### Page excerpt
^^^^

# sidevalve flat twin



## ownthesky2010 (Jul 26, 2015)

Hi All
Here is my second project.
Its a sidevalve twin of my own design.
Still a lot of tweaking and tuning to do but Im planning on putting it in a model plane and flying it.
[ame]https://www.youtube.com/watch?v=MBsCQWOtNkY[/ame]


----------



## Herbiev (Jul 26, 2015)

That runs great. Thanks for sharing.


----------



## Hopper (Jul 26, 2015)

Wonderful work. Sounds like a real goer!
What combustion chamber design did you use in the end?


----------



## kadora (Jul 27, 2015)

Hello
Very very nice work
What capacity and compression ratio has your engine?
what kind of glow plugs do you use?
Did you machine caruretor or it is some factory RC carb.


----------



## ownthesky2010 (Jul 27, 2015)

Thanks for the kind words.
Hopper, I will attach a pic of the head and some other bits.
kadora, the capacity is 22cc. Im not 100% sure of the compression ratio, I think its 8:1
Im using hobbyking no3 plugs but Im going to get Os f plugs to try. Its losing a bit of rpm when you take the driver off.
The carb is the same one I used for my single cylinder version, its a model car carb. I am going to change it to twin carbs soon but i will make them myself.
http://www.homemodelenginemachinist.com/showpost.php?p=261197&postcount=78


----------



## Hopper (Jul 27, 2015)

Nice. Looks just as lovely on the inside as it does running.  Looks like plenty of breathing space between the valve area and the bore area, which is more critical on a SV than the compression ratio that it costs. Will be interested to hear how it performs compared with a similar weight ohv engine in a plane.

^^^^

### Entries shown
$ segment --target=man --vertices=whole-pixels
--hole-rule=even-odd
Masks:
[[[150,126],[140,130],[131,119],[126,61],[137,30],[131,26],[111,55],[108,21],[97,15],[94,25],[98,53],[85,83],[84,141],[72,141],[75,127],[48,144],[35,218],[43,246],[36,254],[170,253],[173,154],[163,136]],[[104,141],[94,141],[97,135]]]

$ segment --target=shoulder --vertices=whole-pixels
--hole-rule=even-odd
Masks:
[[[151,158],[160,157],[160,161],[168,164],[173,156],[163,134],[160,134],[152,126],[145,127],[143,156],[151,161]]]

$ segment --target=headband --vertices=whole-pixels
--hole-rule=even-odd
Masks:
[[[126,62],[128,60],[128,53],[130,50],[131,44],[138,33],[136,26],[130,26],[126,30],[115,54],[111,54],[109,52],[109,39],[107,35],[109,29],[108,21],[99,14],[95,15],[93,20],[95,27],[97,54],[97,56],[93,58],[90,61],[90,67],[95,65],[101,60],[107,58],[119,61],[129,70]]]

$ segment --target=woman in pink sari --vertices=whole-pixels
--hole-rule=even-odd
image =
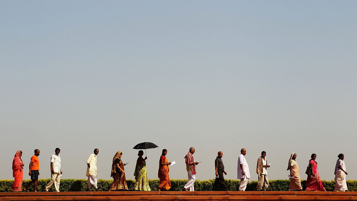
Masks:
[[[24,163],[21,156],[22,151],[19,150],[16,152],[12,161],[12,176],[15,177],[14,184],[11,186],[11,191],[20,192],[22,191],[22,180],[24,177]]]
[[[322,185],[322,181],[320,178],[320,175],[318,174],[317,162],[315,161],[316,159],[316,154],[312,154],[309,166],[312,169],[312,175],[307,175],[306,189],[305,190],[307,191],[326,191],[326,190]],[[315,177],[316,176],[317,177]],[[314,177],[312,177],[313,176]]]

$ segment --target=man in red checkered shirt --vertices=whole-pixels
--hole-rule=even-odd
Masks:
[[[186,191],[195,191],[193,183],[196,179],[195,175],[196,174],[196,166],[198,165],[198,162],[195,162],[193,156],[192,155],[193,154],[195,154],[195,149],[191,147],[190,148],[190,151],[184,157],[184,158],[186,159],[185,162],[186,163],[186,170],[188,176],[188,182],[183,186],[183,190]]]

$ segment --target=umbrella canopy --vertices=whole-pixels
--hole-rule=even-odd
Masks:
[[[135,146],[133,149],[154,149],[159,146],[152,142],[141,142]]]
[[[153,143],[152,142],[141,142],[141,143],[139,143],[139,144],[135,145],[135,146],[134,146],[134,147],[133,147],[133,149],[145,149],[145,155],[146,156],[146,149],[154,149],[157,147],[159,147],[159,146]]]

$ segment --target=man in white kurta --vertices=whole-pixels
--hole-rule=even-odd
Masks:
[[[249,178],[250,178],[249,168],[244,157],[246,154],[247,150],[245,149],[242,149],[241,150],[241,154],[238,157],[237,179],[241,180],[241,183],[238,188],[240,191],[245,190]]]
[[[51,162],[50,163],[50,168],[51,170],[51,181],[47,184],[46,187],[46,191],[50,190],[51,186],[55,183],[55,191],[60,191],[60,182],[61,181],[61,175],[62,172],[61,171],[61,157],[60,152],[61,150],[59,148],[56,148],[55,150],[55,154],[51,157]]]
[[[86,175],[88,177],[88,188],[86,191],[89,191],[92,186],[94,187],[96,191],[100,191],[97,186],[97,155],[99,152],[99,150],[95,149],[94,153],[91,154],[87,160],[87,167]]]

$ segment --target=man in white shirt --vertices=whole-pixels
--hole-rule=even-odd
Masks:
[[[97,186],[97,155],[99,152],[99,150],[94,150],[94,153],[89,156],[87,160],[87,173],[86,175],[88,177],[88,188],[86,190],[89,191],[92,186],[94,186],[95,191],[100,191]]]
[[[60,181],[62,171],[61,171],[61,157],[59,154],[61,150],[59,148],[55,150],[55,154],[51,157],[50,167],[51,170],[51,179],[46,187],[46,191],[48,191],[51,186],[55,183],[55,191],[60,192]]]
[[[241,154],[238,157],[238,165],[237,171],[237,178],[241,180],[241,183],[238,190],[240,191],[244,191],[247,187],[250,174],[249,174],[249,168],[246,161],[244,156],[247,154],[247,150],[245,149],[241,150]]]

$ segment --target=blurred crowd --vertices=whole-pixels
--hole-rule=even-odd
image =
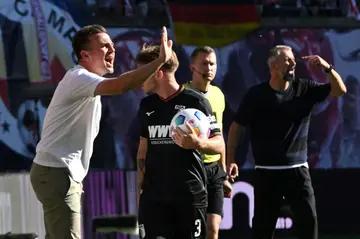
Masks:
[[[358,0],[257,0],[263,16],[358,18]]]

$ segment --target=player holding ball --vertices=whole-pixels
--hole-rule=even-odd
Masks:
[[[140,67],[159,56],[159,46],[143,47]],[[140,103],[139,173],[140,238],[206,239],[207,175],[203,154],[219,154],[225,144],[211,106],[201,94],[175,79],[176,54],[143,85],[152,93]],[[210,122],[209,137],[199,137],[186,122],[187,132],[170,125],[179,110],[196,109]],[[183,128],[184,129],[184,128]]]

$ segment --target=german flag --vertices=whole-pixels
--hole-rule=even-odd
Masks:
[[[260,26],[254,4],[169,3],[169,8],[178,44],[222,47]]]

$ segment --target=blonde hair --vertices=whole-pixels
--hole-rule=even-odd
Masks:
[[[269,51],[269,58],[268,58],[268,66],[271,67],[271,64],[280,56],[280,54],[285,50],[292,50],[291,47],[287,45],[276,45]]]

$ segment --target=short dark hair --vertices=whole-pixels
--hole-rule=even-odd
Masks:
[[[160,46],[145,44],[141,47],[139,53],[136,55],[136,63],[138,64],[148,64],[156,60],[160,55]],[[163,71],[175,72],[179,67],[179,60],[177,59],[176,53],[173,51],[171,58],[165,62],[161,67]]]
[[[72,39],[72,47],[78,60],[81,59],[80,52],[88,49],[90,36],[97,33],[107,33],[107,31],[103,26],[95,24],[85,26],[76,32],[74,38]]]
[[[195,48],[195,50],[191,53],[191,61],[194,62],[196,57],[200,54],[200,53],[206,53],[206,54],[210,54],[210,53],[215,53],[215,50],[212,49],[209,46],[201,46],[201,47],[197,47]]]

^^^^

### Set task
Extend the forum thread about the sidevalve flat twin engine, starting after its last post.

### Answer to the task
----------



## Billitmotors (Jul 28, 2015)

G,day Ownthesky
Nice engine.and lovely machining job.
Back in 1990 I made a 20cc twin using the same single throw configuration. 
At the time I was teaching eccentric turning to a class and when driving home from work I used to see an old BMW motor bike with the eliptical cylinders and rocker box, with the pushrods coming up through the back of the cylinder fins. When I had first started the engine it had round cylinders and a single cam shaft on the top of the crankcase, after noticing the BMW I scrapped the original engine and made the eliptical version with the pushrods in the rear of the cylinder  and now twin camshafts in a conical back plate and engine mount. It runs well on the carburetta that I made but really performs on the second hand OS 60 carburetta that I bought from a mate.
If you are interested I will post a photo.


----------



## ownthesky2010 (Jul 28, 2015)

Thanks guys
Billitmotors, please post pics of your engine. I love to see how other people have done it.
Its interesting that you had the best results with a purchased carb. I had the same issue with the single I built.
When I tried running it with a home-made air-bleed type carb it wouldn't go past 7000pm, with a model car carb I got 9700rpm in the end.
Hopper, I am looking forward to getting it in tune and seeing how it stacks up. I will post numbers when I have them.
I did my usual trick of letting my excitement get the better of me and rushing the final assembly.
Now that the dust has settled I have done a bit of much needed inspection and found that one exhaust cam is out by 2 teeth, I'm losing compression in one cylinder due to a combination of the cam follower guides being a little too high thus preventing the cylinder from seating and the head o-ring groove not being deep enough allowing compression loss down the bolt holes as well as finding that my valve clearance is more than 0.2mm which has reduced the valve duration from 270 degrees to 240 degrees.
I have also got a bit of work to do on balancing the crankshaft. 
So all in all Im pretty sure there is more performance to be had


----------



## petertha (Jul 28, 2015)

Very nice looking (and running!) engine. May I ask a few questions about materials etc.?

- what is the cylinder liner made from?
- are valve seats cut direct in the aluminum head, I cant quite see if there are seat inserts
- did you make your own rings? If so any special method or the popular Trimble-like method of heat setting on a dowel pin?
- what material for crankshaft?


----------



## Billitmotors (Jul 29, 2015)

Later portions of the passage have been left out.